Provided entries:
○ ○ ○

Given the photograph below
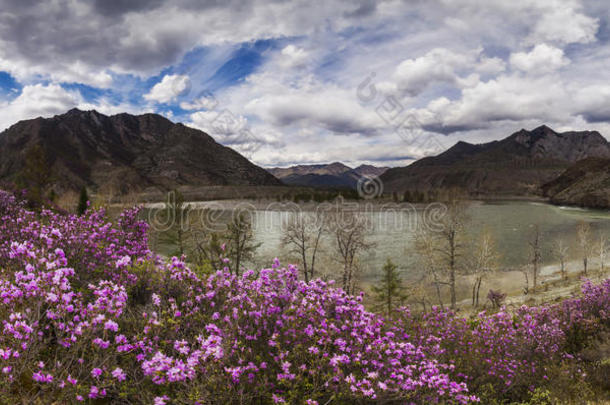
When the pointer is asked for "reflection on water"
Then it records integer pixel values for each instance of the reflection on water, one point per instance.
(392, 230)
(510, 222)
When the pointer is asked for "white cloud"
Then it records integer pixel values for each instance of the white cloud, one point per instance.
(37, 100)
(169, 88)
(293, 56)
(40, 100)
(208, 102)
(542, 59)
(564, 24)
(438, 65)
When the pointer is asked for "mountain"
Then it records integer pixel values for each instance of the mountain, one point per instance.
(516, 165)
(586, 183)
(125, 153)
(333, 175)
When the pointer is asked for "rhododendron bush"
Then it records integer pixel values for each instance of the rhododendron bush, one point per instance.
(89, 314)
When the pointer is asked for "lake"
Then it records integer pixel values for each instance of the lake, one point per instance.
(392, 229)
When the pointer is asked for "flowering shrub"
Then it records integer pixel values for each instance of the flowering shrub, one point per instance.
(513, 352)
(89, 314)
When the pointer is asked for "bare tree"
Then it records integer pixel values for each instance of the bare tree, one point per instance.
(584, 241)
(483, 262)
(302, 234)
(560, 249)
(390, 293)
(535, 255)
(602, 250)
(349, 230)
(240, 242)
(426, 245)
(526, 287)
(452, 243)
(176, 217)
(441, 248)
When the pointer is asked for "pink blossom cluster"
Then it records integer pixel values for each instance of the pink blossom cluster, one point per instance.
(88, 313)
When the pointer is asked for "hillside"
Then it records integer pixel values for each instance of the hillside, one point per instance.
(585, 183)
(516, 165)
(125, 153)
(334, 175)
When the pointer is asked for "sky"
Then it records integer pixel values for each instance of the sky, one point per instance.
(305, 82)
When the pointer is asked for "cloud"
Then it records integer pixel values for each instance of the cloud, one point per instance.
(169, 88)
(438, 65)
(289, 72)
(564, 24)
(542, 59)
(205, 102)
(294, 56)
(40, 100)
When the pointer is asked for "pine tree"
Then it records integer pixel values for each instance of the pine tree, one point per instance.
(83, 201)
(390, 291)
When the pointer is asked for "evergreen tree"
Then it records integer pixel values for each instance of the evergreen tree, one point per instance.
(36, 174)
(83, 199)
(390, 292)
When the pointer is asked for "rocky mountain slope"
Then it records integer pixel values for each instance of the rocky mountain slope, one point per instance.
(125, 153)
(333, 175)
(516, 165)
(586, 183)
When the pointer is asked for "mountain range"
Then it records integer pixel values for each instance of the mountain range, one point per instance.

○ ○ ○

Task requirements: Reproduce each record from above exactly; pictures do not belong in the copy.

Response to the exercise:
Given the photograph below
When the pointer is asked for "reflection on water"
Then it records integer pixel values for each instance of the reflection on water, one point per instance.
(392, 230)
(510, 222)
When the pointer is asked for "white cloud"
Then it records integer pixel values for each instance of the white cloud, one point per instance.
(37, 100)
(169, 88)
(293, 56)
(40, 100)
(208, 102)
(542, 59)
(564, 24)
(438, 65)
When the pointer is asked for "mountain"
Then it records integer pixel values for each instance of the mountain, one point per instance.
(516, 165)
(586, 183)
(125, 153)
(333, 175)
When the pointer is asked for "rhododendron bush"
Then it records integer pixel values for each instance of the rhododendron bush, one point per instance.
(89, 314)
When the pointer is asked for "lake"
Then it records integer pixel values for each instance of the lake, one point per instance.
(392, 229)
When the pointer is asked for "flowering shrub"
Then it records integer pixel values for each instance of the flowering shrub, one point per instance.
(513, 352)
(89, 314)
When the pointer is asked for "bare tree"
Then it records integer pixel values for each instance of the bare tree, one point per instance.
(584, 241)
(483, 262)
(302, 234)
(560, 249)
(390, 293)
(535, 255)
(602, 250)
(349, 230)
(240, 242)
(426, 245)
(526, 287)
(452, 243)
(176, 217)
(441, 248)
When the pointer is asked for "pink blossom cluster"
Then it records integer pixel values for each instance of the pink blossom cluster, one point per instance.
(88, 313)
When the pointer is asked for "hillside"
Then it records integer pixel values for each instance of the hillside, one point per instance.
(585, 183)
(516, 165)
(125, 153)
(334, 175)
When the pointer is asked for "sky"
Then it records integer pixel values for each instance of the sky, one point per instance.
(305, 82)
When the pointer is asked for "cloud"
Then it records integer pixel values for each instance of the cloud, one point per instance.
(169, 88)
(438, 65)
(289, 72)
(564, 24)
(542, 59)
(205, 102)
(294, 56)
(40, 100)
When the pointer is asked for "pine tree"
Then it records integer pixel values for each instance of the pine tree, one point per instance.
(83, 201)
(390, 291)
When the pointer is asked for "evergreen tree"
Then it records integer pixel values for each instance of the evergreen tree, one point per instance.
(36, 174)
(83, 199)
(390, 292)
When the pointer is asked for "rocky mountain slope"
Then it records integer pixel values for each instance of the rocky mountain slope, one point per instance.
(125, 153)
(333, 175)
(516, 165)
(586, 183)
When the pointer is asked for "mountain range"
Then it records integer pixel values for each instance of the mountain range, one point per instance.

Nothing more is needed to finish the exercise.